EXERCISE:
What lines in the material hold the string "bottle"? Return every one of them.

RECORDED INFORMATION:
________

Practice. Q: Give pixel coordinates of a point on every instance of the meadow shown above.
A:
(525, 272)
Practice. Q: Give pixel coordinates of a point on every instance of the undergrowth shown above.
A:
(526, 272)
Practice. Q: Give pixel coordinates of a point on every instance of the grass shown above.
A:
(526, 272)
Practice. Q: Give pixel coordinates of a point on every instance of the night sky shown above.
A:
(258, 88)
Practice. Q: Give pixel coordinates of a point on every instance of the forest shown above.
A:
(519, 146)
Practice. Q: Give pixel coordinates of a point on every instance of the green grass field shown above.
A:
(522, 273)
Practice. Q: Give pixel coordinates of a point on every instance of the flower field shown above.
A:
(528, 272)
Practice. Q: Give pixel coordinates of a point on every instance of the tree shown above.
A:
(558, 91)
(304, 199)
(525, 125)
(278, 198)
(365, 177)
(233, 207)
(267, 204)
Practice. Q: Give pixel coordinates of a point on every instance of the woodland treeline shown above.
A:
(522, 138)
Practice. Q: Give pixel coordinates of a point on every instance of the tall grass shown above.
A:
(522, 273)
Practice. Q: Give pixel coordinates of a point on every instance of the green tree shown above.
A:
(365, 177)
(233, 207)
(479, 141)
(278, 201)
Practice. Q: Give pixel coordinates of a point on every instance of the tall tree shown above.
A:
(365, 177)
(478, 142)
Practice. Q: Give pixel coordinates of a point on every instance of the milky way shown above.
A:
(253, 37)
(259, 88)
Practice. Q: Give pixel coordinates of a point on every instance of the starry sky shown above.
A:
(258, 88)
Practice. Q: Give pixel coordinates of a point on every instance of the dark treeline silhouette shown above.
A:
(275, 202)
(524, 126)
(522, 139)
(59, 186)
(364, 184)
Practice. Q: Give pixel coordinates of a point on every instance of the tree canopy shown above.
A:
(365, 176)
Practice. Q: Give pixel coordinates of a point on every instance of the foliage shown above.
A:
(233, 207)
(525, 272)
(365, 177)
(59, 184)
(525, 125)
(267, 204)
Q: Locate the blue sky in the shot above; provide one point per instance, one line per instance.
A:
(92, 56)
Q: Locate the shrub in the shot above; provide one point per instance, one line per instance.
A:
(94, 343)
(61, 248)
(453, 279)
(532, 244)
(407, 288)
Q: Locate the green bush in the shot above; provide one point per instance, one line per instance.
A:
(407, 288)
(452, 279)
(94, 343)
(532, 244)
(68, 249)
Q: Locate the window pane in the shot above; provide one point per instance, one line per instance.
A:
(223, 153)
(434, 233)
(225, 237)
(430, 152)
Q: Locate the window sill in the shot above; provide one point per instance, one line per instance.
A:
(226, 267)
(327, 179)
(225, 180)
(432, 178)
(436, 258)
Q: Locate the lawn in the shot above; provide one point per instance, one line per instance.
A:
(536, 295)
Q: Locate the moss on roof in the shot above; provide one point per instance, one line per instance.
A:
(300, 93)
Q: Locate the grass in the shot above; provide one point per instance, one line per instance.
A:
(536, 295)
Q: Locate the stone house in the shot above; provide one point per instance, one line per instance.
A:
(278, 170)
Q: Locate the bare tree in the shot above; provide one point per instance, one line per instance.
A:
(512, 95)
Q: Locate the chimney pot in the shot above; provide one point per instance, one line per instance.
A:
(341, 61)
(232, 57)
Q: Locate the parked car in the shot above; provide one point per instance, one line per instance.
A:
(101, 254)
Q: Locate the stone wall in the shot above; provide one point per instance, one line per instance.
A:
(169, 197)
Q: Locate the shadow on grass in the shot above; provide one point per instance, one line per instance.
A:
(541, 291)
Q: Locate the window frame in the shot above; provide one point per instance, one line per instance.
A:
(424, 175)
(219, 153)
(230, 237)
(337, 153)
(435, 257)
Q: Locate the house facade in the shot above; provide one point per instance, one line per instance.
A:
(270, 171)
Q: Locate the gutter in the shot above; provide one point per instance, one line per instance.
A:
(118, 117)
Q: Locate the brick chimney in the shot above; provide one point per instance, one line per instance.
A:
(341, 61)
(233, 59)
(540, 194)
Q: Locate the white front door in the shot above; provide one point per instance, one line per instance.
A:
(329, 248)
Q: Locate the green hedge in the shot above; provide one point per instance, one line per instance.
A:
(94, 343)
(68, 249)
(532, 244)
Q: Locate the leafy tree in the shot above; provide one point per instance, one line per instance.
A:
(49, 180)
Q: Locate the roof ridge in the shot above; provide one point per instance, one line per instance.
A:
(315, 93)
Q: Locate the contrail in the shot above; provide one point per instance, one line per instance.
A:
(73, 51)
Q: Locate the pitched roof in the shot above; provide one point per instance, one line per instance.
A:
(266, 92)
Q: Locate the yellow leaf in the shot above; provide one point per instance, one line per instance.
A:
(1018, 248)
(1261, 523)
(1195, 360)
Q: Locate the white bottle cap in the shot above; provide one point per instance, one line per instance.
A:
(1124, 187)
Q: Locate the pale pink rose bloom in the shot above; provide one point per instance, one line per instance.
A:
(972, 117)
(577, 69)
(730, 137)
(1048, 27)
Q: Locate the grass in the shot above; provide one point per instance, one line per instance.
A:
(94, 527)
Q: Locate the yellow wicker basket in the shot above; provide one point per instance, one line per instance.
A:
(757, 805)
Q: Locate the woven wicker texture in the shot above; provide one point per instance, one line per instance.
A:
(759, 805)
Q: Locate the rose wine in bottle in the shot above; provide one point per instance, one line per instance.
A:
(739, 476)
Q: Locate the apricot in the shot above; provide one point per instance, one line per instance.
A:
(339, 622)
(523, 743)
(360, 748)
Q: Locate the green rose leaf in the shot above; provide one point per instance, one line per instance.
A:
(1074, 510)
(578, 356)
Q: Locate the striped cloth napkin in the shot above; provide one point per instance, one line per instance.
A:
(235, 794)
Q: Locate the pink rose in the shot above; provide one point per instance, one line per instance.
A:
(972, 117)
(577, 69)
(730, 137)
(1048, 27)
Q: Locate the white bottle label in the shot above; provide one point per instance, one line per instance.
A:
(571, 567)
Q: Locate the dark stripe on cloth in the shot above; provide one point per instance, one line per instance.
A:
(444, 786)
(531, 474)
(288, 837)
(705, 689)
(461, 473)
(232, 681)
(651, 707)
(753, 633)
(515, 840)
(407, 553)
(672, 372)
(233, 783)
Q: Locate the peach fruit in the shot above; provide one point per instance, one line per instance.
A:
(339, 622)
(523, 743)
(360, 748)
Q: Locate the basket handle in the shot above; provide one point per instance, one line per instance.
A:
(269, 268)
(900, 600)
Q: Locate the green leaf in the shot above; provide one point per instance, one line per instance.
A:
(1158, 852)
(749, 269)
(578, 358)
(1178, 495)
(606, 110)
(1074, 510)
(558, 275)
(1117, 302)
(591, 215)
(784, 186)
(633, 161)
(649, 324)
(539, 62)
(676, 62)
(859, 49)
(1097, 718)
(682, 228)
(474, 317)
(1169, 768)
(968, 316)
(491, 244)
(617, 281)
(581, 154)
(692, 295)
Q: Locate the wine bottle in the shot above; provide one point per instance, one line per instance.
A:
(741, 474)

________

OUTPUT BELOW:
Q: Locate the white bottle cap in the shot above; provide one point per instance, one line per instance.
Q: Locate the rose wine in bottle in the shot above; provide one point per instance, one line per instance.
Q: Locate the white bottle label in the shot above; provide one point per instance, one line per instance.
Q: Locate the wine bottle in the shot above; provide one point per instance, one line per instance.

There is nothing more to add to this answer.